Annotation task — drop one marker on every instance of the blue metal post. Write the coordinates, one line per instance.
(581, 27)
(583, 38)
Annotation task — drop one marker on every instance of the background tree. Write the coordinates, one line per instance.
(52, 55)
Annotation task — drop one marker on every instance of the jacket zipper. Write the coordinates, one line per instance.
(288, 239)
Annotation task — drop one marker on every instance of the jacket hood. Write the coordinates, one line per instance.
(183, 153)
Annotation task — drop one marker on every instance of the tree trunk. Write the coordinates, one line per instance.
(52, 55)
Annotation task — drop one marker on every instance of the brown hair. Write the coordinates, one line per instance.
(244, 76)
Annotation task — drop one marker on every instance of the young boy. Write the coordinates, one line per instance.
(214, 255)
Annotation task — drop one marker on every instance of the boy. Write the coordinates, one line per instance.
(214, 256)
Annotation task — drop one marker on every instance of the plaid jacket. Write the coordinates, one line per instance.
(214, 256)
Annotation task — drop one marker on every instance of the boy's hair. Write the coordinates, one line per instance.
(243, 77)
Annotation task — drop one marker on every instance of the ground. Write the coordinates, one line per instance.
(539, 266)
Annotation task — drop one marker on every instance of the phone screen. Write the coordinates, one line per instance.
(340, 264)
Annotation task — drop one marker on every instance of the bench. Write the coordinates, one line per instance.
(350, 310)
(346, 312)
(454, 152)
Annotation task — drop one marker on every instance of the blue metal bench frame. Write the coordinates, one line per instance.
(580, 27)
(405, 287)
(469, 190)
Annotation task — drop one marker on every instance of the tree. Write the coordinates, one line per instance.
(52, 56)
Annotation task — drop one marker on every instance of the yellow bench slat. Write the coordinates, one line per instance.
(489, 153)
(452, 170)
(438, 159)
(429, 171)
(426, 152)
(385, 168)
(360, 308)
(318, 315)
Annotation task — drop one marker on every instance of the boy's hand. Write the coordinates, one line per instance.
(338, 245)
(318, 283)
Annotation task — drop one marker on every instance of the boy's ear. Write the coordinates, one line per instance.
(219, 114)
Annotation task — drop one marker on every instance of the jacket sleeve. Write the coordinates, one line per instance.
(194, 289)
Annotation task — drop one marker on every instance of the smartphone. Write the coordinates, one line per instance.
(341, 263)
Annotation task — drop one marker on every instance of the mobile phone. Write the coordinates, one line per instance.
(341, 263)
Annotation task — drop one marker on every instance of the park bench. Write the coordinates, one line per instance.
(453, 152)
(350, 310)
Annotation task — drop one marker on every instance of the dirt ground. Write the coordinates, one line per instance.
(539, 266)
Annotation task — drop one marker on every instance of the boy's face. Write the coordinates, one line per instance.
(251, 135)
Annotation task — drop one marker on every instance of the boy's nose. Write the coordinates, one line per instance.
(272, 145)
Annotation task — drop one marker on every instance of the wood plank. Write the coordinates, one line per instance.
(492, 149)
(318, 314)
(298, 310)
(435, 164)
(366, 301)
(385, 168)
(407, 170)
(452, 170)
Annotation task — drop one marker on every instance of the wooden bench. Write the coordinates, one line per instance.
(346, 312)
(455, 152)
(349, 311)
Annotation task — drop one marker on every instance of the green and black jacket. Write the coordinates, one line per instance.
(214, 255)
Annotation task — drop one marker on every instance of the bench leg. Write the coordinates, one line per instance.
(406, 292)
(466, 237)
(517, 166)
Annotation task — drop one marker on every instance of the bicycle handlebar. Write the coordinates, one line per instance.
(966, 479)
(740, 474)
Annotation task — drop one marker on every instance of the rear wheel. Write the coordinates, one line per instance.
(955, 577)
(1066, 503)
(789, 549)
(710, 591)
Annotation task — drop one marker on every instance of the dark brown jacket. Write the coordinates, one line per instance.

WORK TO DO ▸
Reproduce every line of the records above verbatim.

EXERCISE RESULT ▸
Annotation task — drop one marker on every instance of the blue metal post. Write the coordinates, one line per instance.
(581, 27)
(583, 38)
Annotation task — drop one marker on every instance of the background tree. Write the coordinates, one line per instance.
(52, 55)
Annotation task — drop one marker on every instance of the jacket zipper. Write the coordinates, one line per instance.
(288, 239)
Annotation task — drop one marker on every instance of the jacket hood. Write the coordinates, one line per instance.
(183, 153)
Annotation task — drop one marker on every instance of the tree trunk. Write the coordinates, one line per instance.
(52, 55)
Annotation task — drop one marker on every instance of the brown hair. Write the coordinates, one line per instance.
(244, 76)
Annotation task — drop one marker on every instance of the young boy. Write the coordinates, one line per instance.
(214, 255)
Annotation task — drop one marker on every instance of the boy. Write the coordinates, one line per instance.
(214, 256)
Annotation task — drop one marker on every instance of the plaid jacket. Write the coordinates, one line per instance.
(214, 256)
Annotation task — drop one marker on every instance of the boy's hair. Write the coordinates, one line per instance.
(243, 77)
Annotation task — drop one marker on every instance of the ground. Write the coordinates, one line per instance.
(539, 266)
Annotation task — drop one marker on every instance of the phone screen. Write the coordinates, one line per instance.
(340, 264)
Annotation task — drop one marker on every instance of the bench. Write the coordinates, one line per instance.
(350, 310)
(346, 312)
(454, 152)
Annotation task — drop one marker on every instance of the blue metal bench frame. Write the coordinates, one line per instance.
(580, 27)
(405, 287)
(469, 190)
Annotation task — drop one marker on every instance of the tree. Write the coordinates, one line per instance.
(52, 56)
Annotation task — drop one marker on every instance of the yellow bench slat. Write the coordinates, one line per instance.
(489, 153)
(452, 170)
(438, 159)
(429, 171)
(426, 152)
(385, 168)
(360, 308)
(318, 315)
Annotation task — drop one marker on every instance of the boy's hand. Write the coordinates, one line per instance.
(338, 245)
(318, 283)
Annotation task — drop one marker on every instance of the boy's ear. Write the coordinates, one line per instance.
(219, 114)
Annotation task — drop one marker on every instance of the jacket sleeve. Write the coordinates, one line per instance.
(194, 289)
Annotation task — drop one marker on every instance of the smartphone. Write the coordinates, one line per instance.
(341, 263)
Annotation task — drop one marker on every instance of the mobile phone. Write the coordinates, one line per instance.
(341, 263)
Annotation task — drop one marker on every instance of the park bench. Write the coordinates, one line per instance.
(453, 152)
(350, 310)
Annotation task — drop one marker on every instance of the dirt ground. Write the coordinates, one line per instance.
(539, 266)
Annotation task — drop one marker on every instance of the boy's face. Write the coordinates, one line per instance.
(251, 135)
Annotation task — drop one marker on every instance of the boy's nose. Write the coordinates, one line per instance.
(272, 145)
Annotation task — drop one marker on every instance of the wood plank. Write the coordinates, one line per instance.
(492, 149)
(318, 314)
(298, 310)
(435, 164)
(366, 301)
(385, 168)
(407, 170)
(452, 170)
Annotation task — drop one marker on every instance of the wooden bench. Write the coordinates, one line per instance.
(346, 312)
(455, 152)
(349, 311)
Annotation task — drop one marker on every instance of the green and black jacket. Write the coordinates, one line per instance.
(214, 255)
Annotation task — drop one marker on every instance of the bench leg. Write the coordinates, one line per instance.
(406, 292)
(466, 237)
(517, 166)
Annotation task — drop one marker on every instance of the bicycle handlebar. Write the coordinates, one line per instance.
(966, 479)
(740, 474)
Annotation task — drop one marker on every instance of the rear wheel. Write the coordinates, one line per instance.
(955, 577)
(1066, 503)
(789, 549)
(710, 591)
Annotation task — drop one marker on every instance of the dark brown jacket. Write the coordinates, one line per instance.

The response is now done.